◆ Data for this task
^^^^
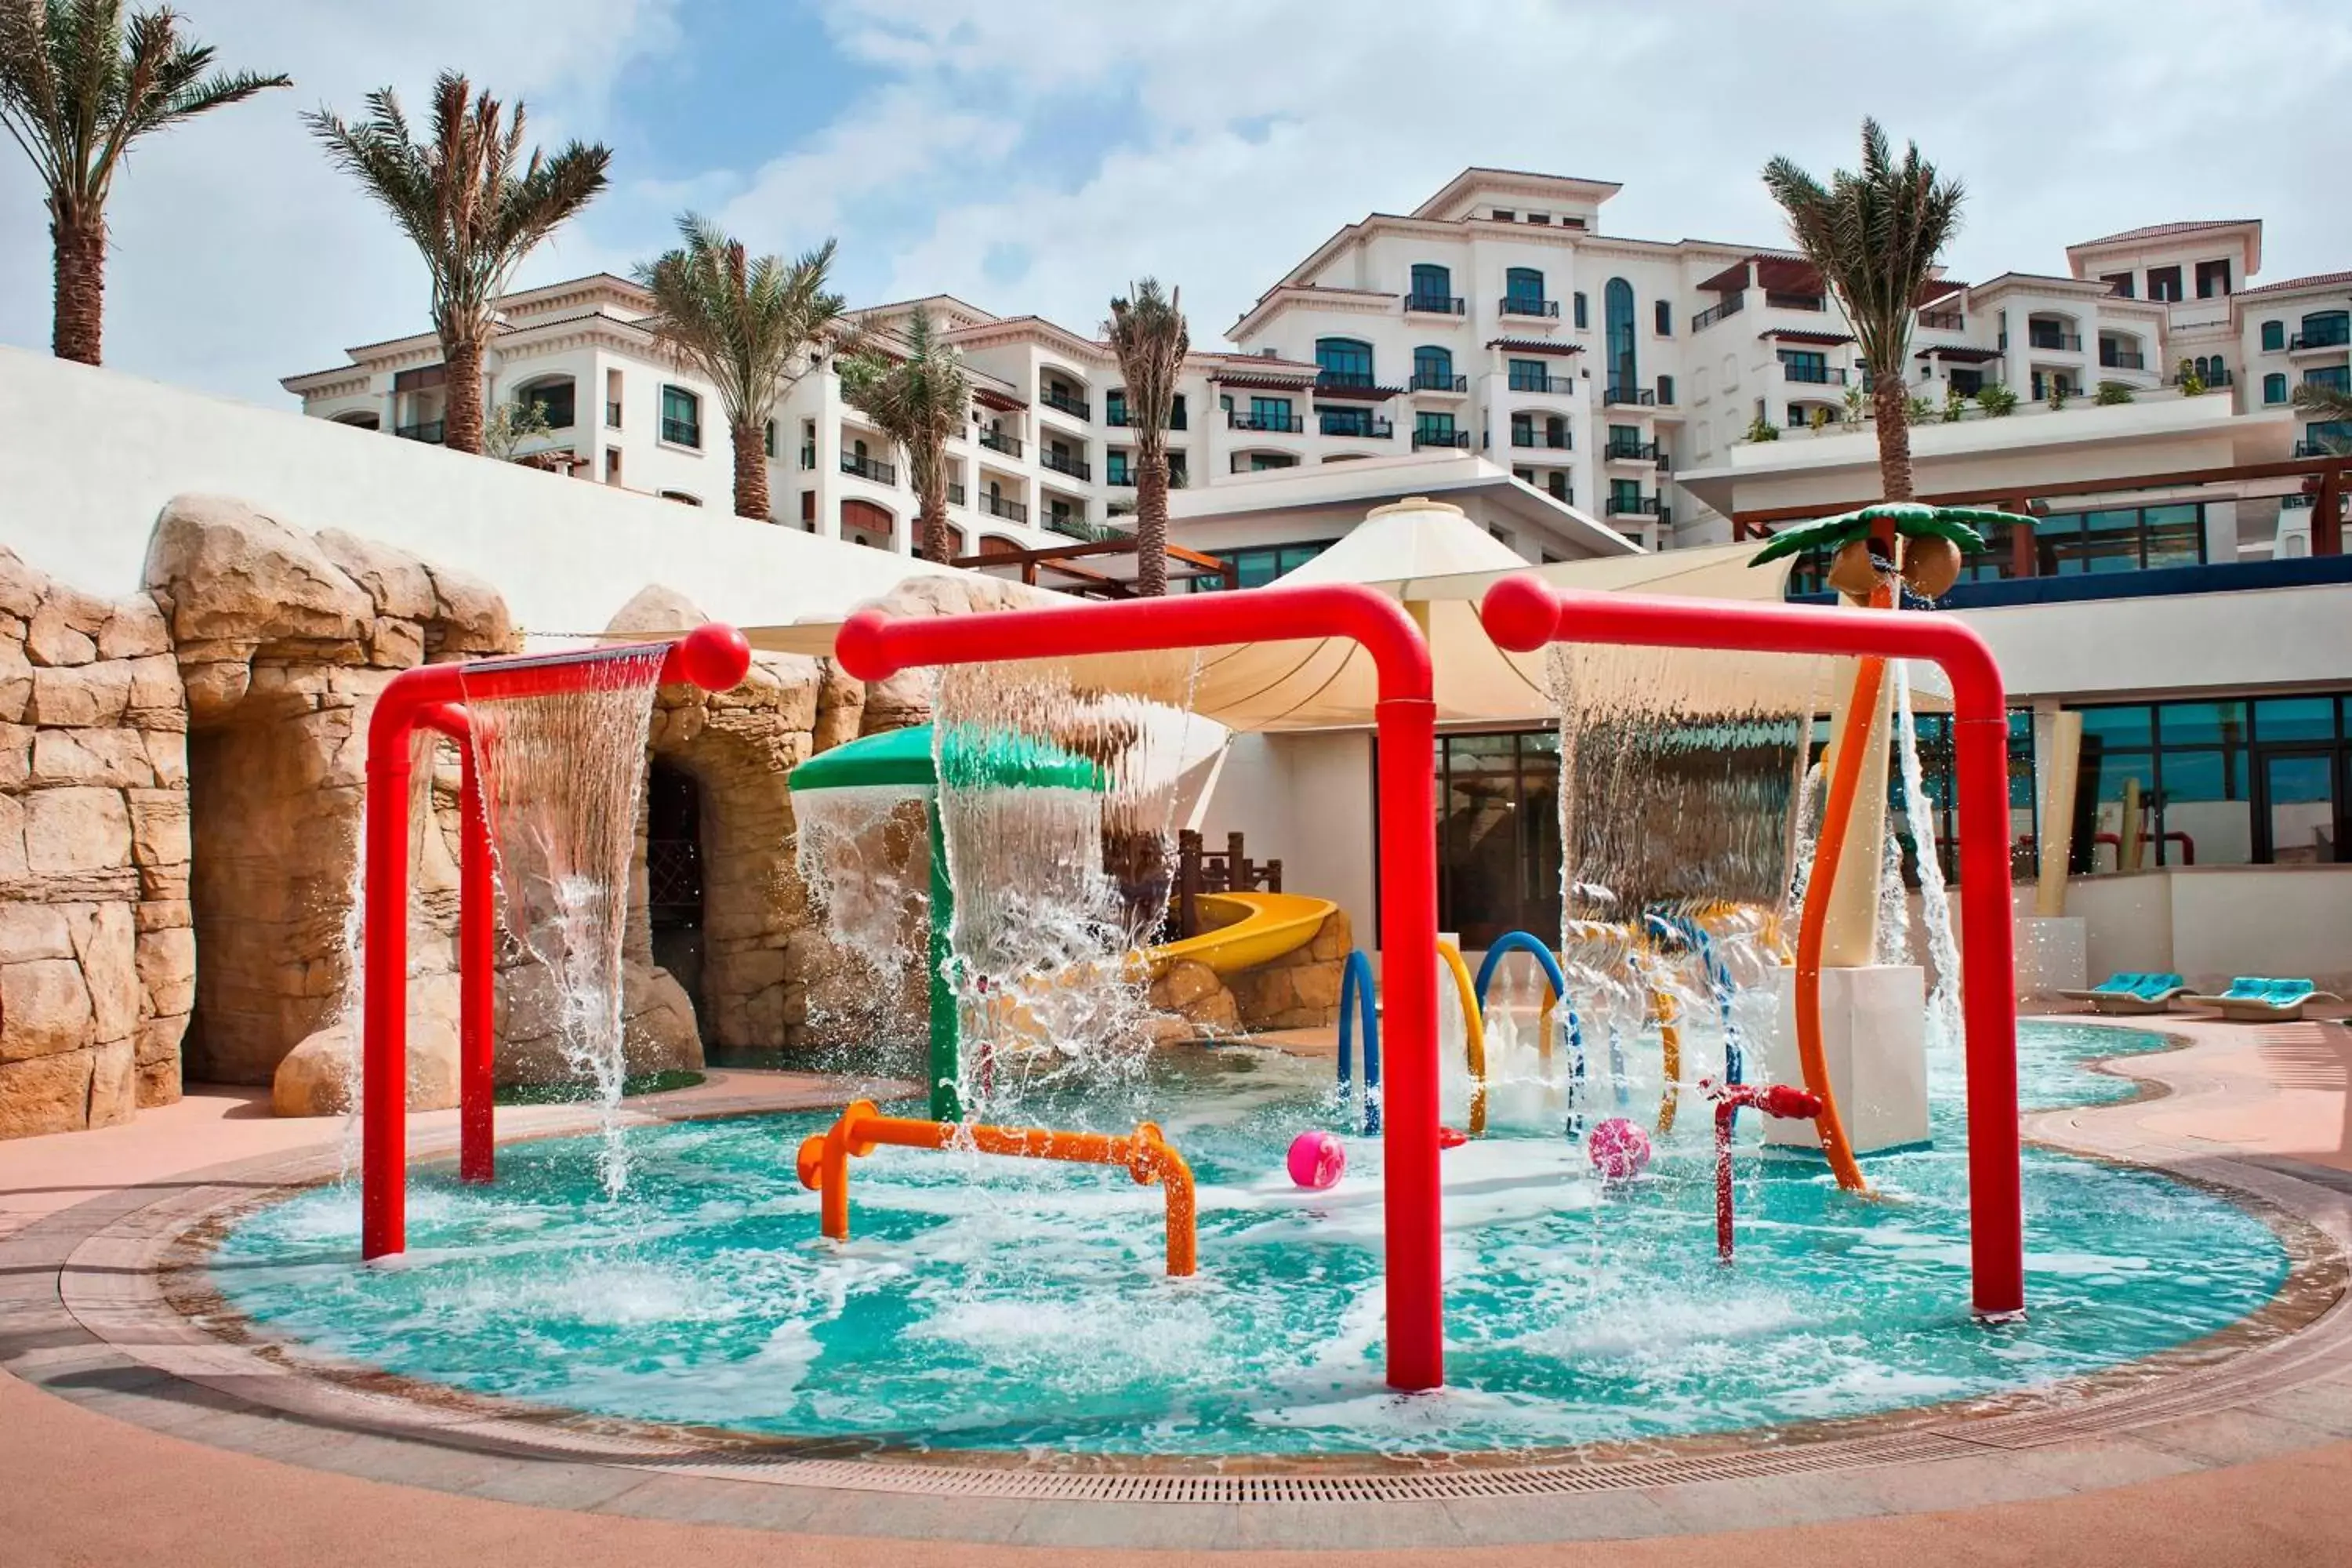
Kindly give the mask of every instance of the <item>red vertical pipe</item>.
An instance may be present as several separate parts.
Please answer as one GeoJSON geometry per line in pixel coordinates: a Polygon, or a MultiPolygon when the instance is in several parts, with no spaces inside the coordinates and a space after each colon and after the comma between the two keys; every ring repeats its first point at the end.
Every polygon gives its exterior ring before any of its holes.
{"type": "Polygon", "coordinates": [[[498,919],[490,879],[490,814],[474,748],[465,752],[464,818],[457,842],[457,1175],[487,1182],[498,1173],[497,1134],[490,1108],[491,1022],[498,974],[490,946],[498,919]]]}
{"type": "Polygon", "coordinates": [[[1380,740],[1381,1201],[1388,1231],[1389,1384],[1445,1381],[1444,1225],[1437,1142],[1437,704],[1392,697],[1380,740]]]}
{"type": "Polygon", "coordinates": [[[1715,1102],[1715,1257],[1731,1261],[1731,1124],[1740,1101],[1727,1095],[1715,1102]]]}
^^^^
◆ Task brief
What is needed here is an exact repetition of the listing above, pictures excluded.

◆ Reply to the exercise
Kindly give the mask of every instance of the <item>red vertical pipe</item>.
An instance may be present as several separate parts.
Please answer as one GeoJSON geometry per line in pixel coordinates: a Polygon, or a MultiPolygon when the instance is in several parts, with no spaces inside the coordinates and a space after each colon and after the comma between the two keys; every ring repeats its first point at the end.
Every polygon gives its exterior ring before any of its holes.
{"type": "Polygon", "coordinates": [[[498,919],[490,879],[490,814],[474,748],[465,752],[464,818],[457,842],[457,1175],[487,1182],[498,1173],[497,1134],[490,1108],[491,1022],[498,974],[490,946],[498,919]]]}
{"type": "Polygon", "coordinates": [[[1380,740],[1381,1201],[1388,1231],[1389,1384],[1445,1381],[1444,1225],[1437,1142],[1437,704],[1392,697],[1380,740]]]}
{"type": "Polygon", "coordinates": [[[1715,1102],[1715,1257],[1731,1261],[1731,1124],[1740,1101],[1727,1095],[1715,1102]]]}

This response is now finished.